* [Written task]: Set down exactly the lines running from the line with "segment: large leaf" to the end of the listing below, both ends included.

Outline entries for images
— BEGIN —
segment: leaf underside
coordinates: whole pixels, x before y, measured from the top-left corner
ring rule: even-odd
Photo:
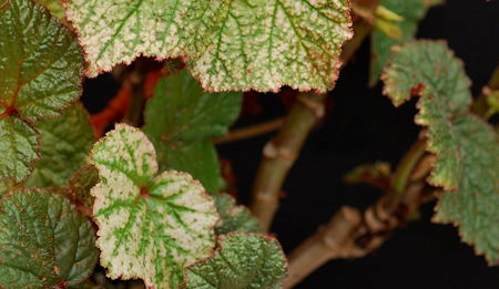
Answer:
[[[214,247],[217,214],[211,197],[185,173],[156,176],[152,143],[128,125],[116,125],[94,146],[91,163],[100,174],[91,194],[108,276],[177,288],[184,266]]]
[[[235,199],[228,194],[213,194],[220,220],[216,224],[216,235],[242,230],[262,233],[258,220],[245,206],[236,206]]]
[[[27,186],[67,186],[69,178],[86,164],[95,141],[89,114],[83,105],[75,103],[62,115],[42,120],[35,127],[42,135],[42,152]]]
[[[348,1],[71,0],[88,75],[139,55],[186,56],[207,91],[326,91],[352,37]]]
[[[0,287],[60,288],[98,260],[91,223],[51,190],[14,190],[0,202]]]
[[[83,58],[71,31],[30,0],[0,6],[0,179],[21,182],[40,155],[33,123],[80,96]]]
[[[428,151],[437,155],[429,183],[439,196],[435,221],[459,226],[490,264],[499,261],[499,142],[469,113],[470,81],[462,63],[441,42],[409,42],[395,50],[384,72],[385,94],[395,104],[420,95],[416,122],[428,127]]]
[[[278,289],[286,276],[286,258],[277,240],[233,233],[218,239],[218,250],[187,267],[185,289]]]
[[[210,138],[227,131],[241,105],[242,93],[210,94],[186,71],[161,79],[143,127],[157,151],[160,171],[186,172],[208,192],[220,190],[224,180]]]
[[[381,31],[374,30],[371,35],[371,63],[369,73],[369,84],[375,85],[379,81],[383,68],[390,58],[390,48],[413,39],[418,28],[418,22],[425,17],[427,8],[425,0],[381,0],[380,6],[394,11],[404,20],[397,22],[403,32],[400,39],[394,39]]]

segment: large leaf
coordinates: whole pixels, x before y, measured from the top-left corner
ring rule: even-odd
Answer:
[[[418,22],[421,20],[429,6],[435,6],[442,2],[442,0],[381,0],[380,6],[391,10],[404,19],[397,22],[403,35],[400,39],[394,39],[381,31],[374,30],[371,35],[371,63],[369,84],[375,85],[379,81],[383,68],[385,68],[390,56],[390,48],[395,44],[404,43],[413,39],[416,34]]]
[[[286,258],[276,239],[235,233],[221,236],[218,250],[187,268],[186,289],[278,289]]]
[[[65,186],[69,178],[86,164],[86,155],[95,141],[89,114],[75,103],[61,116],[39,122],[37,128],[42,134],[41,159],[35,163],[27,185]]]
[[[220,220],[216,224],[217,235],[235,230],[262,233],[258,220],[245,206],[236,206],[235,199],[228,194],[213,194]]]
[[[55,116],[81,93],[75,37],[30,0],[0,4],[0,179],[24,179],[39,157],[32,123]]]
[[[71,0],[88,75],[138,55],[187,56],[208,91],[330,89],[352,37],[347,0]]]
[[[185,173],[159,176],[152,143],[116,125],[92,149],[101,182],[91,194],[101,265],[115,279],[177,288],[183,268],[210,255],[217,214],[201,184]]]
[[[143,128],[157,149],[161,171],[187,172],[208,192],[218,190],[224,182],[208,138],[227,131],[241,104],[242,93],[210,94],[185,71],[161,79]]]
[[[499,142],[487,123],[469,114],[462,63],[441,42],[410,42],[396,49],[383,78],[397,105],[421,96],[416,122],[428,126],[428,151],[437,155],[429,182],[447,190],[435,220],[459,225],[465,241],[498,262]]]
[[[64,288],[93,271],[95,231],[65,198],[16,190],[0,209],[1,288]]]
— END —
* [Answer to the problem]:
segment: large leaf
coordinates: whole pixels, x before y, measured from the top-left corner
ring rule: even-odd
Answer:
[[[418,22],[421,20],[429,6],[435,6],[442,2],[442,0],[381,0],[380,6],[391,10],[404,19],[397,22],[403,35],[400,39],[394,39],[381,31],[374,30],[371,35],[371,63],[369,84],[375,85],[379,81],[383,68],[385,68],[390,56],[390,48],[395,44],[404,43],[413,39],[416,34]]]
[[[286,258],[276,239],[235,233],[221,236],[218,250],[187,268],[186,289],[278,289]]]
[[[65,186],[69,178],[86,164],[86,155],[95,141],[89,114],[75,103],[61,116],[39,122],[37,128],[42,134],[41,159],[35,163],[27,185]]]
[[[220,220],[216,224],[217,235],[235,230],[262,233],[258,220],[245,206],[236,206],[235,199],[228,194],[213,194]]]
[[[55,116],[81,93],[75,37],[30,0],[0,4],[0,179],[24,179],[39,157],[32,123]]]
[[[71,0],[88,75],[138,55],[187,56],[208,91],[330,89],[352,37],[347,0]]]
[[[185,173],[159,176],[152,143],[116,125],[92,149],[101,182],[91,194],[101,265],[115,279],[177,288],[183,268],[210,255],[217,214],[201,184]]]
[[[143,128],[157,149],[161,171],[187,172],[208,192],[218,190],[224,182],[208,138],[227,131],[241,104],[242,93],[210,94],[185,71],[161,79]]]
[[[499,142],[487,123],[469,114],[462,63],[441,42],[410,42],[396,49],[383,78],[397,105],[421,96],[416,122],[428,126],[428,151],[437,155],[429,182],[447,190],[435,220],[459,225],[465,241],[498,262]]]
[[[64,288],[93,271],[95,231],[65,198],[16,190],[0,209],[1,288]]]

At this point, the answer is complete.